- _Exercise requirements_
Return each of the entries below verbatim, omitting the pictures.

- _Exercise data_
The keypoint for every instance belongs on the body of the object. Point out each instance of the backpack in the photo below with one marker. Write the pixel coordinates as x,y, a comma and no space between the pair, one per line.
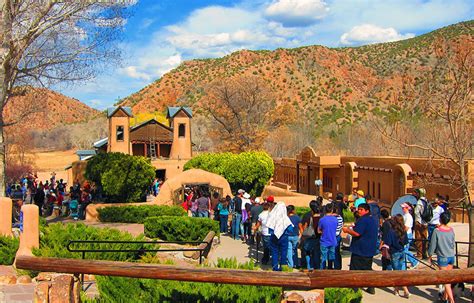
309,232
427,213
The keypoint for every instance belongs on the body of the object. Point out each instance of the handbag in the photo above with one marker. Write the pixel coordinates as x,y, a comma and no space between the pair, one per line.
308,232
385,250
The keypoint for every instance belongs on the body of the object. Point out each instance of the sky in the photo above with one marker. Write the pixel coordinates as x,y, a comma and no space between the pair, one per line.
161,34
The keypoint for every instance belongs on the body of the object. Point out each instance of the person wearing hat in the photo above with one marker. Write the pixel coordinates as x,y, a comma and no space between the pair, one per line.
360,199
408,221
237,215
421,226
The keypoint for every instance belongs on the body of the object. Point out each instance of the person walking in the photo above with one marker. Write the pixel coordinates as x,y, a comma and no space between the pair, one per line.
408,222
293,237
327,227
396,239
364,239
421,223
223,208
278,224
442,244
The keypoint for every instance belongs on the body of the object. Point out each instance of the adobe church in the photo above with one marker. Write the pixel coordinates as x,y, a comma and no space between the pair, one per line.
168,147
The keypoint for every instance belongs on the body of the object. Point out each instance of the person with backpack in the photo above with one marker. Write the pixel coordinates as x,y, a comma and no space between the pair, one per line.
311,240
423,215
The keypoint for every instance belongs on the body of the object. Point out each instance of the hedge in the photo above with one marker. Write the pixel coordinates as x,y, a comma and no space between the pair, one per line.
55,237
248,170
179,228
137,214
123,178
8,248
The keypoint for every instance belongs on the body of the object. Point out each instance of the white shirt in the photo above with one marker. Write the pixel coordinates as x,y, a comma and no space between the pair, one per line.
262,218
436,214
408,219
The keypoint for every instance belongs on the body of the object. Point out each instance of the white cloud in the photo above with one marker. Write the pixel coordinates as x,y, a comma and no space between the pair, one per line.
369,33
295,13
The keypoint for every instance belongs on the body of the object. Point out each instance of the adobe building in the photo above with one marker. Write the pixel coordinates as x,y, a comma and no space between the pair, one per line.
384,178
168,147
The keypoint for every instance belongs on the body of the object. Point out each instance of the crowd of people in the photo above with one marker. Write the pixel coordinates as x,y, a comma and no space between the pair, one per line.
314,241
51,196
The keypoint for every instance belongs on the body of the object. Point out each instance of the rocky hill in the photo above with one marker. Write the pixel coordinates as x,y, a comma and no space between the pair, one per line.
41,109
311,78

- _Exercise output_
The keypoint for every instance belongs on the body of the object. Point out each instance of the backpack in the photo below with one marker. Write the pixel coordinates as x,y, a comma and no space between the pair, one per line.
309,232
427,213
The keypoint for every instance belongs on the body of the object. Point out each instance of the handbag in the photo above with one marker. Write the pixel coordinates as x,y, a comma and no space between the pair, one per line.
308,232
385,250
The keypoint for every instance belongs on the body of the object. Point out each instance of the sky in the photo above with one marker. Write the pixel coordinates as x,y, a comma and no space between the pair, one per line.
161,34
The keypoint for every instance belongs on the body of the object. Point out each instance of the person wearing hat in the photo above with one marker. Write the pixel coordinates as x,y, a comma and no space between the pair, one per line.
360,199
408,221
237,215
421,226
The keypoint for every instance belongs on the body of the object. Point out each instance of the person walking in the photo above with one marker. Write the pixel coordinates as x,y, a comma and no space between the pair, one per line.
408,222
293,237
327,227
396,239
364,239
421,223
223,208
278,224
442,244
The keypoint for every instance belongs on the body of the object. Point out each instance of the adobe church in the photo above with one marker. Write the pixel coordinates as x,y, a comma and no space between the pair, one per line.
168,147
The keypoint for every instance belongs on the body of the object. Point out each instance of the person with backpack in the photo above with one marker. Write the pixel coordinates as x,y, a comma and no space between the pair, one per line.
311,240
423,215
The keypoint for every instance belongs on the body of the object. Point out each instance of the hedge in the photo above with one marker. Write the pixel coordinates as x,y, a comma and no space between the pair, one per line.
55,237
248,170
179,228
137,214
123,178
8,248
The keypoint for every instance belongs on the body of the object. Point out each instance of the white shirt in the photo above with one marker. Write the pixel coordinates as x,y, a comma and no space between the pair, one per line.
262,218
436,214
408,219
The keypoint for every instance belongs on the body of the object. Point out each instance of the white cloud in the photo above with one marker. Write the pixel coordinates as x,y, a comma and no space between the pair, one per line.
369,33
295,13
The keypoint for every instance belongs on the body of the object. Point out each instance of the adobe building in the photo above with one marker. Write the pixel coordinates as x,y, a comma and no space between the pair, one per line.
384,178
168,147
The keypoint for every instance belongs on the body of the object. Point out each instance of the crowd of people in the photo above with one marker. Write the pixel coordinates as x,y, a comma and no space between the pair, one per line.
314,241
51,196
The keypoint for every instance belongs on the body of the object. Point out each instance of the rocky hill in the photo above with one marker. Write the pixel coordinates as x,y, a comma and no space between the pair, one per line.
41,109
311,78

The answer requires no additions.